What is expected:
The records that follow must be reproduced in full, exactly as written.

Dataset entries
● ● ● ● ● ● ●
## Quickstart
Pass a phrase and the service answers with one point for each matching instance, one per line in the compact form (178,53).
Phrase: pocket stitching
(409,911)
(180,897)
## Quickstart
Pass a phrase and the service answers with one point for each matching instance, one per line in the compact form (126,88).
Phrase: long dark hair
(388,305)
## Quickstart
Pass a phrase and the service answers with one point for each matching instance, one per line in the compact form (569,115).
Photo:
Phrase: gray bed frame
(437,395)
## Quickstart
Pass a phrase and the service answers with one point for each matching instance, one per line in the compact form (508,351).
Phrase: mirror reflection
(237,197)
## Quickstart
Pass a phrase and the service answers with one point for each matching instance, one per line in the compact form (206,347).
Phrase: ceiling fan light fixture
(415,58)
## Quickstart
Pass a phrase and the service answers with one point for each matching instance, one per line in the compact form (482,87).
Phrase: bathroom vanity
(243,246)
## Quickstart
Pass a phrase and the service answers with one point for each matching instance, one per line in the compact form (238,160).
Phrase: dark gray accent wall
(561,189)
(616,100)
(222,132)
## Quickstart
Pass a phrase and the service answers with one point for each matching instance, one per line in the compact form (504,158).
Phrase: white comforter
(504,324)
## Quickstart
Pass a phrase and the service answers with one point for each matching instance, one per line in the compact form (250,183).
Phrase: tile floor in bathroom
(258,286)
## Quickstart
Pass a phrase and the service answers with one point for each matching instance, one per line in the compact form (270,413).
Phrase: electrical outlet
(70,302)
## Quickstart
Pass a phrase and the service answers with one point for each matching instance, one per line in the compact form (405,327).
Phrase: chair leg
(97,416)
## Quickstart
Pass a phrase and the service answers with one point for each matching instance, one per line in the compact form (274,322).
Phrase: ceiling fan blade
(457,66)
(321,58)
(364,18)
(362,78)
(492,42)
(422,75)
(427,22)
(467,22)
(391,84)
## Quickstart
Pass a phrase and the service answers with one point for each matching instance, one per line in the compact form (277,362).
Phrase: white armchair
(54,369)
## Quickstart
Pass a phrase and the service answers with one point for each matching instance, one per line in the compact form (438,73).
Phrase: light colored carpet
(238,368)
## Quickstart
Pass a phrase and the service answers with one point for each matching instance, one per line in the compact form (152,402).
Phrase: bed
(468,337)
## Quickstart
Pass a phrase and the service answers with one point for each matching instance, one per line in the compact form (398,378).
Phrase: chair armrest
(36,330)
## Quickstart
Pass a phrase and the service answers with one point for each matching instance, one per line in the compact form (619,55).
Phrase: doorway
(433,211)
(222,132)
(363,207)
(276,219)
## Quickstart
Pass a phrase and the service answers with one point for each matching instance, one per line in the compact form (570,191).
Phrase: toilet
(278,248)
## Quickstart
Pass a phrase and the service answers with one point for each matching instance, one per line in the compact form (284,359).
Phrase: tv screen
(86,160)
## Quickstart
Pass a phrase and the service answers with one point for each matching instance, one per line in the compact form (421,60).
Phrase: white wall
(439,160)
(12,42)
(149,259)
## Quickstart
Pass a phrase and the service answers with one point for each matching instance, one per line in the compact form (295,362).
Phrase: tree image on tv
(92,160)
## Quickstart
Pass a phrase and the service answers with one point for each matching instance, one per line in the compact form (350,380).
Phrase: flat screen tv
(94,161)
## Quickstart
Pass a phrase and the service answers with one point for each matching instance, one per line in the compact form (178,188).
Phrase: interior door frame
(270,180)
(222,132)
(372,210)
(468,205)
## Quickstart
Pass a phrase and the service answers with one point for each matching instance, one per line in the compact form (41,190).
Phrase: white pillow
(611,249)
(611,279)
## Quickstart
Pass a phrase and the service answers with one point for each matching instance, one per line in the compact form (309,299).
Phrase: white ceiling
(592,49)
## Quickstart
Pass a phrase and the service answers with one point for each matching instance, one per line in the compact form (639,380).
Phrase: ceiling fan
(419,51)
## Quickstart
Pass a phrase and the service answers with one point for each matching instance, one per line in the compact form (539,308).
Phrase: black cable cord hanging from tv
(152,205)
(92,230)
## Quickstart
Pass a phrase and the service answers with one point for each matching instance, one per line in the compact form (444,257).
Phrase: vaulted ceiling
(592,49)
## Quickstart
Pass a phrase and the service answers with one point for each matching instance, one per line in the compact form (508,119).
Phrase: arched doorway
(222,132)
● ● ● ● ● ● ●
Solution to this task:
## Quickstart
Pass a phrase and the service answers with one point for each matching instance, one per line in the compact form (178,53).
Phrase: pocket stitching
(409,911)
(180,897)
## Quickstart
Pass a phrase and the service answers with one point for each matching instance, one per line in the compact form (126,88).
Phrase: long dark hair
(388,305)
## Quickstart
Pass a phrase and the service answers with one point for each matching instance, one per line in the compact form (569,115).
Photo:
Phrase: gray bed frame
(437,395)
## Quickstart
Pass a phrase and the service answers with one point for each matching instance, one per line in the compact form (508,351).
Phrase: mirror reflection
(237,197)
## Quickstart
Pass a phrase and the service answers with one point for each matching instance, one per line in the compact form (206,347).
Phrase: ceiling fan light fixture
(415,58)
## Quickstart
Pass a phrase and the service answers with one point for each matching instance, one per line in the compact form (482,87).
Phrase: bathroom vanity
(243,246)
## Quickstart
Pass a phrase and the service answers with one point for each matching instance, one per line in the compact form (238,160).
Phrase: dark gray accent wall
(561,189)
(616,100)
(222,132)
## Quickstart
Pass a phrase and the service answers with one point for each matching instance, one per line in the compact form (504,158).
Phrase: white comforter
(504,324)
## Quickstart
Pass a phrase and the service answers with one point for each matching instance, one per line in the compact form (250,183).
Phrase: tile floor in bathroom
(258,286)
## Quickstart
Pass a phrase and the service answers with one point for each matching instance, one per line in the compact form (270,413).
Phrase: electrical outlet
(70,302)
## Quickstart
Pass a phrase and the service answers with one point for each matching instance, one per line in the compact form (405,327).
Phrase: chair leg
(97,416)
## Quickstart
Pass a phrase and the service answers with one point for each matching instance, one per line in the compact form (274,322).
Phrase: ceiling fan blade
(457,66)
(321,58)
(364,18)
(362,78)
(492,42)
(422,75)
(427,22)
(467,22)
(391,84)
## Quickstart
Pass a phrase and the service answers with one point for each matching instance, one per line in the compact form (277,362).
Phrase: white armchair
(54,369)
## Quickstart
Pass a phrase and the service answers with one point for each matching instance, one per line in the compact form (438,73).
Phrase: light colored carpet
(238,368)
## Quickstart
Pass a phrase and the service answers with one point for each matching instance, one per line in the compact form (152,402).
Phrase: bed
(468,337)
## Quickstart
Pass a phrase and the service answers with one point for each matching instance, one per line in the compact form (398,378).
Phrase: chair armrest
(36,330)
## Quickstart
Pass a phrase and the service answers with one point for each matching instance, one per line in the compact form (619,55).
Phrase: doorway
(433,211)
(222,132)
(363,207)
(276,219)
## Quickstart
Pass a phrase and the service answers with one point for each matching instance, one per line in the compact form (570,191).
Phrase: toilet
(278,248)
## Quickstart
Pass a phrase and the service answers with one point for each matching instance, one per line in the compact form (284,359).
Phrase: tv screen
(86,160)
## Quickstart
Pass a phrase and the service answers with one point for each matching instance, one per line in the compact form (421,60).
Phrase: white wall
(439,160)
(12,42)
(149,259)
## Quickstart
Pass a phrase and the service answers with one point for each matching instance, one per line in the compact form (295,362).
Phrase: tree image on tv
(92,160)
## Quickstart
Pass a phrase and the service answers with one point for each matching instance, one per line in the compact form (350,380).
Phrase: flat screen tv
(94,161)
## Quickstart
Pass a phrase and the service answers with one point for each matching instance, one per line in the compact form (178,188).
Phrase: interior door frame
(270,180)
(222,132)
(372,210)
(468,205)
## Quickstart
Pass a phrase and the service answers with one point for each matching instance, one per line in the compact form (41,190).
Phrase: white pillow
(611,249)
(611,279)
## Quickstart
Pass a phrase and the service answers with one point for each matching instance, one per line in the compact form (309,299).
Phrase: white ceiling
(592,49)
## Quickstart
Pass a phrase and the service answers with one point for each matching instance, one per line in the compact form (639,380).
Phrase: ceiling fan
(419,51)
## Quickstart
Pass a phrase and the service answers with one point for each matching instance, one per line in the compact form (539,308).
Phrase: black cable cord hanging from tv
(152,205)
(92,230)
## Quickstart
Pass a phrase and the service answers with one point for each matching instance, one per line in the compact form (444,257).
Phrase: vaulted ceiling
(592,49)
## Quickstart
Pass a phrase and the service answers with one point for each matching instance, one per line in the compact form (508,119).
Phrase: arched doorway
(222,132)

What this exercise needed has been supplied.